* What you will do
How many lines of the material below contain the string "table", with case counting? Give only the number.

* The input

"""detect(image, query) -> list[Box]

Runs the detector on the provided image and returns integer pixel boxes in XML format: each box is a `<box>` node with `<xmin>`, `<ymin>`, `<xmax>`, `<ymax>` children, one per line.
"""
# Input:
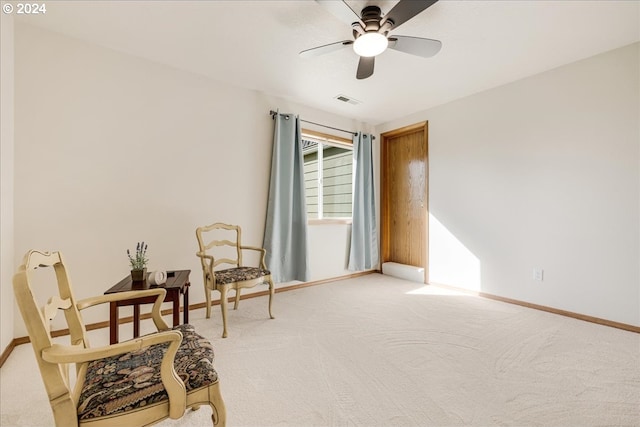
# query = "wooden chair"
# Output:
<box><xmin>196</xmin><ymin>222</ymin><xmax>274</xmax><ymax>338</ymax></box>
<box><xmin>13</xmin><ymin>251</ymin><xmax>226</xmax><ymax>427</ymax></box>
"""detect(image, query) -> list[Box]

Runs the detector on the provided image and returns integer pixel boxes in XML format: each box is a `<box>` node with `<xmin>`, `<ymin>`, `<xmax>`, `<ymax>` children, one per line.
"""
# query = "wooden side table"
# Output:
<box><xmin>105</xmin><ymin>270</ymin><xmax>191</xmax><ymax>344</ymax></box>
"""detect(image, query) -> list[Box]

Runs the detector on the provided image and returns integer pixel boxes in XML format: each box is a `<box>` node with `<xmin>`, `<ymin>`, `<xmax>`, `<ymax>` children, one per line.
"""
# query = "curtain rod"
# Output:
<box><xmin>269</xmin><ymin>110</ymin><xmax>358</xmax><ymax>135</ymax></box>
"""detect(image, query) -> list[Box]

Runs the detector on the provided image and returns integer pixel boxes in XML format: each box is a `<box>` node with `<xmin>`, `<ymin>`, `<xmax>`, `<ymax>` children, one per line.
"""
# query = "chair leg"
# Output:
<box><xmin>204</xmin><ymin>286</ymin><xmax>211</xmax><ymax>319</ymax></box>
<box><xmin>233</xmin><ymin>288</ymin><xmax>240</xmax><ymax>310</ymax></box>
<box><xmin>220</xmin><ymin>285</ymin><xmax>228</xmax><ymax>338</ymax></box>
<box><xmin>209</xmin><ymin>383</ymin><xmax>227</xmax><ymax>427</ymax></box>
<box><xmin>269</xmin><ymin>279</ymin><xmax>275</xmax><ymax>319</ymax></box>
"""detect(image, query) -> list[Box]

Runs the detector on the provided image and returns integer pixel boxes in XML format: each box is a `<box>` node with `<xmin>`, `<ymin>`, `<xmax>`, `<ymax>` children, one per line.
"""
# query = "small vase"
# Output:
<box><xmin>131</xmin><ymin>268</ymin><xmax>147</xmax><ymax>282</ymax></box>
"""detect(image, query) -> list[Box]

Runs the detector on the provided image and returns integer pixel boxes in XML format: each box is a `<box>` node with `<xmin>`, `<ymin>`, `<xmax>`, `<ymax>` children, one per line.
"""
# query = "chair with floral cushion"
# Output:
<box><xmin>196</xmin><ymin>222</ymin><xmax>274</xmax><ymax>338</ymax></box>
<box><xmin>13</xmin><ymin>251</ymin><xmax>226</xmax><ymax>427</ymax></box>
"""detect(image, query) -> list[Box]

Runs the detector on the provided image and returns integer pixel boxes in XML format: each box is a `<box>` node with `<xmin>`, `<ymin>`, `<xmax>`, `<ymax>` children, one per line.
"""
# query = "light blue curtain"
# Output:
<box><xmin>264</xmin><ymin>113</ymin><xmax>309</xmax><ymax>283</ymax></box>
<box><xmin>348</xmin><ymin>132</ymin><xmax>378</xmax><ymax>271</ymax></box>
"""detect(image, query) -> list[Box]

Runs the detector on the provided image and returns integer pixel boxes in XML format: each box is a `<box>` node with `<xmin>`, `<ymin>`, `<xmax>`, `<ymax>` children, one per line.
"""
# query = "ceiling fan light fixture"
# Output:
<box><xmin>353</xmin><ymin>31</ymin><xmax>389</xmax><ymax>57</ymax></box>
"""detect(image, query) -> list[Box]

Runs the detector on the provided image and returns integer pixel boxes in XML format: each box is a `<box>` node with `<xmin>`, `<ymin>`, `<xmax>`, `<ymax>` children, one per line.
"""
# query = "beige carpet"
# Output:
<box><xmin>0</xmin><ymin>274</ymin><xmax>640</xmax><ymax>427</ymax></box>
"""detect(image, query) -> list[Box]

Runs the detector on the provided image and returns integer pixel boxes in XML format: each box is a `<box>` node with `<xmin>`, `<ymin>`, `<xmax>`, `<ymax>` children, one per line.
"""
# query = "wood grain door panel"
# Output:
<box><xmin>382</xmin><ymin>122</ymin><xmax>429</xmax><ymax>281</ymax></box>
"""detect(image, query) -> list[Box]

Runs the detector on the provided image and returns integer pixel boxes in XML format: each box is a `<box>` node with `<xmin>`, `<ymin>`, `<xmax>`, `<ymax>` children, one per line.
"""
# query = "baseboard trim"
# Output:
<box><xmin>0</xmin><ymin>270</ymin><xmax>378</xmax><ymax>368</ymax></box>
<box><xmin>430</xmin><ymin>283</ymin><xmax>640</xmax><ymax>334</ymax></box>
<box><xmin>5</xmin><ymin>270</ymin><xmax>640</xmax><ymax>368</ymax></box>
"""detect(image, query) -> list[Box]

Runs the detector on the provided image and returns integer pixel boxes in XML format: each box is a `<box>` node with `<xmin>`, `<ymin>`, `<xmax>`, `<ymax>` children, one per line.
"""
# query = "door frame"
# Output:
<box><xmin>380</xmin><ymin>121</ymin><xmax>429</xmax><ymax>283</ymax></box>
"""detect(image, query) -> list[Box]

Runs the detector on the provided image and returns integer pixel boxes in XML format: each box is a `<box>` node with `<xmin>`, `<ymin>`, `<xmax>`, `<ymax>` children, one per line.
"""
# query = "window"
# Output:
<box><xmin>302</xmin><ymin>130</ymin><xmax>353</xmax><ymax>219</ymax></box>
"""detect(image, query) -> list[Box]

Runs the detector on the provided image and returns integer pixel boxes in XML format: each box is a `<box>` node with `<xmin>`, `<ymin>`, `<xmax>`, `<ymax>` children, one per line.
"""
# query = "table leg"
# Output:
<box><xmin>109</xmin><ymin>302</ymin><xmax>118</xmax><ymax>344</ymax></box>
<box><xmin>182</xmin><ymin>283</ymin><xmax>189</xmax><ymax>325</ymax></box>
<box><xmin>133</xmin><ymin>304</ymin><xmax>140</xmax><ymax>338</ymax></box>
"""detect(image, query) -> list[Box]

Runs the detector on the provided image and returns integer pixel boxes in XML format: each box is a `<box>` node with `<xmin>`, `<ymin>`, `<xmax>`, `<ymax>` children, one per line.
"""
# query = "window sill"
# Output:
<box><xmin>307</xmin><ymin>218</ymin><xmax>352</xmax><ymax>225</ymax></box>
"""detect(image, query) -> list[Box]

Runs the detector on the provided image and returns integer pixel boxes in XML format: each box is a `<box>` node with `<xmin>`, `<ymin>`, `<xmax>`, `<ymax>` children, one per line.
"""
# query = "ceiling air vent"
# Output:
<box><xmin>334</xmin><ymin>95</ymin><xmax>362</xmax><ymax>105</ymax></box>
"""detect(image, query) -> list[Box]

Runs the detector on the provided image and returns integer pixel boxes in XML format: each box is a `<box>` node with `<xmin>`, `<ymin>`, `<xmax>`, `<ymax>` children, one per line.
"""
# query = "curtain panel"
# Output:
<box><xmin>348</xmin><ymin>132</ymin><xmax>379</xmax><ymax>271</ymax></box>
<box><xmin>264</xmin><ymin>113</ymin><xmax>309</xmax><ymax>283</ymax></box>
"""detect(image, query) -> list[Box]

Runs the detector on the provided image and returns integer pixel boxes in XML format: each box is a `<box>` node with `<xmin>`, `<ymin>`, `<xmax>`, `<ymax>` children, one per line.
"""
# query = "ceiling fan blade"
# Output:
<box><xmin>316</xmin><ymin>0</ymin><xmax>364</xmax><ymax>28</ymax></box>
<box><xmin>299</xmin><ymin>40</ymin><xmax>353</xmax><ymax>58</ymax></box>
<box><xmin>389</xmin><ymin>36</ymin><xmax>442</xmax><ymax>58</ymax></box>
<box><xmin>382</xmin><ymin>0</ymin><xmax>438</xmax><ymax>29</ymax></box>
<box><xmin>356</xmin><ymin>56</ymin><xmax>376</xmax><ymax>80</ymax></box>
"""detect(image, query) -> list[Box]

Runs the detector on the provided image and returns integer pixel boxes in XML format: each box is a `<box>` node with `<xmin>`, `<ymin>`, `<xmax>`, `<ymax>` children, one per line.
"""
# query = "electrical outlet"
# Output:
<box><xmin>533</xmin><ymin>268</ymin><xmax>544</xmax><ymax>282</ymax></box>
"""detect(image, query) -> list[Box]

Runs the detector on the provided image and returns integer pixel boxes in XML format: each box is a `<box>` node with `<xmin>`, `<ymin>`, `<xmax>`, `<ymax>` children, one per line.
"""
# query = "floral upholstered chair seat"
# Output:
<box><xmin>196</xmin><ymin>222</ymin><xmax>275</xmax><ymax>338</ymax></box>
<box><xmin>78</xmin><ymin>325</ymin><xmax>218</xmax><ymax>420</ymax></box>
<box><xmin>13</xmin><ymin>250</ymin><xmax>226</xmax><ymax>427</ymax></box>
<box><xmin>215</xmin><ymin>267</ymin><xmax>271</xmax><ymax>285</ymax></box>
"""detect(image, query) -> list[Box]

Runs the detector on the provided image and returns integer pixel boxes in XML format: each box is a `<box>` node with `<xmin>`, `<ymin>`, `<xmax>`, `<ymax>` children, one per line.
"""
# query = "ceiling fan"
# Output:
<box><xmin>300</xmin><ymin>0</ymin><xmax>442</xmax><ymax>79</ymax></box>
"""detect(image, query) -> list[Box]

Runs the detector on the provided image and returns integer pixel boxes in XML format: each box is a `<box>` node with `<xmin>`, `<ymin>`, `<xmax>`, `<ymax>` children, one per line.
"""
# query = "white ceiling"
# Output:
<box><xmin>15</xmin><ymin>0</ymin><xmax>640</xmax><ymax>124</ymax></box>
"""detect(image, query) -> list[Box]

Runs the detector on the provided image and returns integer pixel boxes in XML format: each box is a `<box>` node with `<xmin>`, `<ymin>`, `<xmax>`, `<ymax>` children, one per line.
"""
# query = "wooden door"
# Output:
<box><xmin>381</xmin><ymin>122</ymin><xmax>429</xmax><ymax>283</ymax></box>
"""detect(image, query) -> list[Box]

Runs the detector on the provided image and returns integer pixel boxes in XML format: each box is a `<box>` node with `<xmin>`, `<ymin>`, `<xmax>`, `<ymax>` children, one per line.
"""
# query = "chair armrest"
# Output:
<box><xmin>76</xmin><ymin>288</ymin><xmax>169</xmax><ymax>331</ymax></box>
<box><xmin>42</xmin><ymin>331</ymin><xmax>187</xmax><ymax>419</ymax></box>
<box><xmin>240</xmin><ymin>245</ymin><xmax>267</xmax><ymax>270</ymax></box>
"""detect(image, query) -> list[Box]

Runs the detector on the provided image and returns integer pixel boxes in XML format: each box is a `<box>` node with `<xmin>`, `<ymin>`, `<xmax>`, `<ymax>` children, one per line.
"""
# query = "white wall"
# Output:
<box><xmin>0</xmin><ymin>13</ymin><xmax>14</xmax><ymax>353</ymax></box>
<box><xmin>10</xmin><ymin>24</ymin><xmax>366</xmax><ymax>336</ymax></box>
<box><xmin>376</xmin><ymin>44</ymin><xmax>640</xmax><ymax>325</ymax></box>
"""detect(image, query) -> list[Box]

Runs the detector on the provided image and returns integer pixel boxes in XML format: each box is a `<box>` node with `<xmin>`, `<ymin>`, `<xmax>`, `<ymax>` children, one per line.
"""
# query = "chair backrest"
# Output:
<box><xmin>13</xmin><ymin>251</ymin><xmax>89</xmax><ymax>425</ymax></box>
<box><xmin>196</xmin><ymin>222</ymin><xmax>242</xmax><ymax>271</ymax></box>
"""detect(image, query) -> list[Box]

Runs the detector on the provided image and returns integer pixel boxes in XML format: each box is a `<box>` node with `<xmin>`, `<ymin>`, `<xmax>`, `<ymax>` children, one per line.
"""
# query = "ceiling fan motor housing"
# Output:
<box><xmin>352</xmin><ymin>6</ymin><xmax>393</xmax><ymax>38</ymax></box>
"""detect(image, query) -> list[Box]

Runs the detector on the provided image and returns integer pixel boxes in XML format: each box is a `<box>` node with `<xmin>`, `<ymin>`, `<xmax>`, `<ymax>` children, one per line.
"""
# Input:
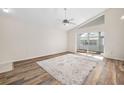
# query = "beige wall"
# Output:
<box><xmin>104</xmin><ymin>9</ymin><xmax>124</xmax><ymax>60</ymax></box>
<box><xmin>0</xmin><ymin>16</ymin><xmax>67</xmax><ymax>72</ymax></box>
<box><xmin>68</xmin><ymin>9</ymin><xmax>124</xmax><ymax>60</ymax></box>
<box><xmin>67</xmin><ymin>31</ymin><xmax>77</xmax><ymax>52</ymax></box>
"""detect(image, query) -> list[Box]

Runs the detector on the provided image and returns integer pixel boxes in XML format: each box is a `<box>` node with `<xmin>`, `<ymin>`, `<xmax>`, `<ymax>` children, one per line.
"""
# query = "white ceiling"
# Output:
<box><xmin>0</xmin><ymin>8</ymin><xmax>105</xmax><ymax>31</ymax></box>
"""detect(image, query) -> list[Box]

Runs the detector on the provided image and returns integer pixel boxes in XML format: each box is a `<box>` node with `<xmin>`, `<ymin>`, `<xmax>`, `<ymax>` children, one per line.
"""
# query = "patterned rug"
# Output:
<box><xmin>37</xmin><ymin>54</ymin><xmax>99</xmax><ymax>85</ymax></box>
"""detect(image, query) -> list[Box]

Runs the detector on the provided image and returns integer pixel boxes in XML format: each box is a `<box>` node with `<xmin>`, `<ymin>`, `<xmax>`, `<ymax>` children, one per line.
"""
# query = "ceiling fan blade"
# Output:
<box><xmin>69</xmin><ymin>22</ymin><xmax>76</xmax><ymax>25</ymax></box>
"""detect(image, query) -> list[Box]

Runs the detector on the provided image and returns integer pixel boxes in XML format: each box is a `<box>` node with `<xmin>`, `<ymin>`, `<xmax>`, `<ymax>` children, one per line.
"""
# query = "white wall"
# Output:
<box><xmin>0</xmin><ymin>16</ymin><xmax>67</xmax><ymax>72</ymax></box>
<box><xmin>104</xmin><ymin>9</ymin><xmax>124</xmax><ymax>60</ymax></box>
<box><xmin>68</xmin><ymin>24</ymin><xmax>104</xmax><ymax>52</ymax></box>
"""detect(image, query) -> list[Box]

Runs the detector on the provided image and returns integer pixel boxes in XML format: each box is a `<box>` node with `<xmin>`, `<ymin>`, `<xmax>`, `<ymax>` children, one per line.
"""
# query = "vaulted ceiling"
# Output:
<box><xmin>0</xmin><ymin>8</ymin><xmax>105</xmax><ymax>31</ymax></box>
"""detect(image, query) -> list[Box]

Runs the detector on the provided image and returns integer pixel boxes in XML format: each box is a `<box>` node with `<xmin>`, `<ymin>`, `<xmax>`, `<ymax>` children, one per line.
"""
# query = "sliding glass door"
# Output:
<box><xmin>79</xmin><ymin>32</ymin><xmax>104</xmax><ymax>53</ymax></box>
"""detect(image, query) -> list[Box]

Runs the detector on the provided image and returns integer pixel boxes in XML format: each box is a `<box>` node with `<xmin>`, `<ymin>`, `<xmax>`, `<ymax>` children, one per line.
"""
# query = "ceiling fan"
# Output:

* The output
2